Short exercise: Convert every line of the entries below into a Markdown table with two columns, Row for a running number and Line for the text, skipping blank lines. Leave the pictures out of the table.

Source material:
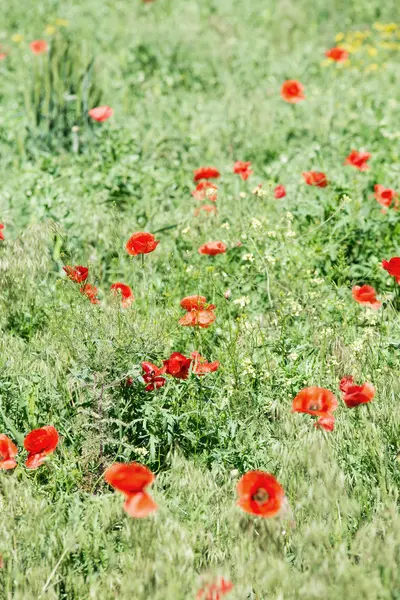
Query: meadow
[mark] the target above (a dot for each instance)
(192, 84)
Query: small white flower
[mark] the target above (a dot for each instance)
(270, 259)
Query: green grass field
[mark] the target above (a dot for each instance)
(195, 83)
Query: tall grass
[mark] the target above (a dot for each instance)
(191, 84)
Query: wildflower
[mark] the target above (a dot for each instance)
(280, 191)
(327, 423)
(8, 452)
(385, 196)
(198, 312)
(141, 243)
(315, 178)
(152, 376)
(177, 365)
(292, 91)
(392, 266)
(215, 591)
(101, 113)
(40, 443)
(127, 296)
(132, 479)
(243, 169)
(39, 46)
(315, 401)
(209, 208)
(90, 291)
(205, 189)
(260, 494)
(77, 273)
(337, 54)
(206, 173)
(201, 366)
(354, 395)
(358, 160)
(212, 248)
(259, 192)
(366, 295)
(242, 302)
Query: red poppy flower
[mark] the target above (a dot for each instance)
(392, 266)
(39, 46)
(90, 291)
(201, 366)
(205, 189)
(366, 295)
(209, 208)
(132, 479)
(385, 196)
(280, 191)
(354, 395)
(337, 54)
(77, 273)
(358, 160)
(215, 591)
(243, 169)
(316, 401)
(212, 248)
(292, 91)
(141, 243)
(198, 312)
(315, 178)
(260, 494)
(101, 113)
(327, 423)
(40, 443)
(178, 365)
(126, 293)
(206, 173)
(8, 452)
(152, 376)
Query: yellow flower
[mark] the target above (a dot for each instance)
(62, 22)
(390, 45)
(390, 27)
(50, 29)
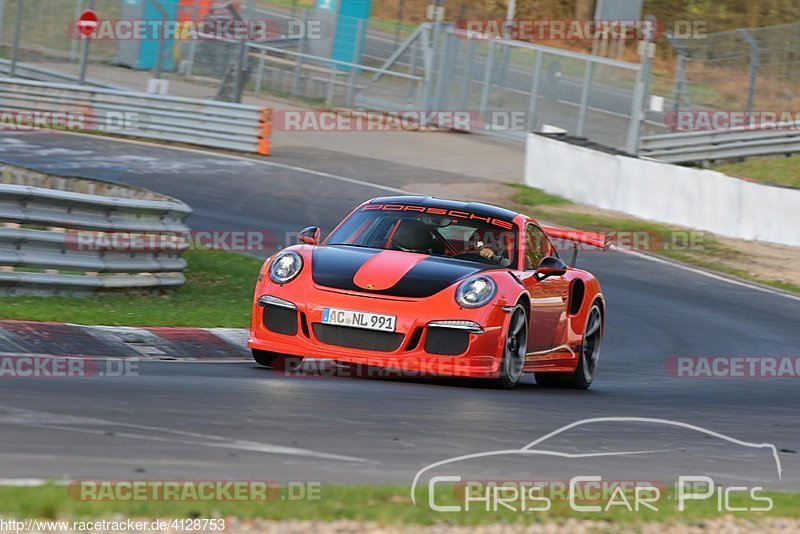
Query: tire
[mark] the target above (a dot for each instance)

Output:
| Row | Line |
|---|---|
| 1 | Query: meadow |
| 2 | [mark] the target above (a dot for each instance) |
| 3 | (192, 84) |
| 4 | Query: small white flower |
| 5 | [mark] the target above (a dot for each instance) |
| 6 | (270, 259) |
| 7 | Query: green grass field |
| 8 | [mark] the target above (a dot for each instance) |
| 9 | (195, 83) |
| 10 | Query: tall grass |
| 11 | [mark] the target above (a dot for each instance) |
| 12 | (191, 84) |
| 13 | Query: wildflower |
| 14 | [mark] the target above (a dot for each instance) |
| 15 | (280, 191) |
| 16 | (327, 423) |
| 17 | (8, 452) |
| 18 | (385, 196) |
| 19 | (198, 312) |
| 20 | (141, 243) |
| 21 | (315, 178) |
| 22 | (152, 376) |
| 23 | (177, 365) |
| 24 | (292, 91) |
| 25 | (392, 266) |
| 26 | (215, 591) |
| 27 | (101, 113) |
| 28 | (40, 443) |
| 29 | (127, 296) |
| 30 | (132, 479) |
| 31 | (243, 169) |
| 32 | (39, 46) |
| 33 | (315, 401) |
| 34 | (209, 208) |
| 35 | (90, 291) |
| 36 | (205, 189) |
| 37 | (260, 494) |
| 38 | (77, 273) |
| 39 | (337, 54) |
| 40 | (206, 173) |
| 41 | (201, 366) |
| 42 | (354, 395) |
| 43 | (358, 160) |
| 44 | (212, 248) |
| 45 | (259, 192) |
| 46 | (366, 295) |
| 47 | (242, 302) |
| 48 | Query: red poppy flower |
| 49 | [mark] the target above (a dot for each instance) |
| 50 | (392, 266) |
| 51 | (39, 46) |
| 52 | (90, 291) |
| 53 | (201, 366) |
| 54 | (205, 189) |
| 55 | (366, 295) |
| 56 | (209, 208) |
| 57 | (132, 479) |
| 58 | (385, 196) |
| 59 | (280, 191) |
| 60 | (354, 395) |
| 61 | (337, 54) |
| 62 | (77, 273) |
| 63 | (358, 160) |
| 64 | (215, 591) |
| 65 | (243, 169) |
| 66 | (316, 401) |
| 67 | (212, 248) |
| 68 | (292, 91) |
| 69 | (141, 243) |
| 70 | (198, 312) |
| 71 | (315, 178) |
| 72 | (260, 494) |
| 73 | (101, 113) |
| 74 | (327, 423) |
| 75 | (40, 443) |
| 76 | (178, 365) |
| 77 | (126, 293) |
| 78 | (206, 173) |
| 79 | (8, 452) |
| 80 | (152, 376) |
| 81 | Query: yellow flower |
| 82 | [mark] the target above (a dot for each instance) |
| 83 | (62, 22) |
| 84 | (390, 45) |
| 85 | (390, 27) |
| 86 | (50, 29) |
| 87 | Query: tire |
| 88 | [mark] the target above (a dot for each instance) |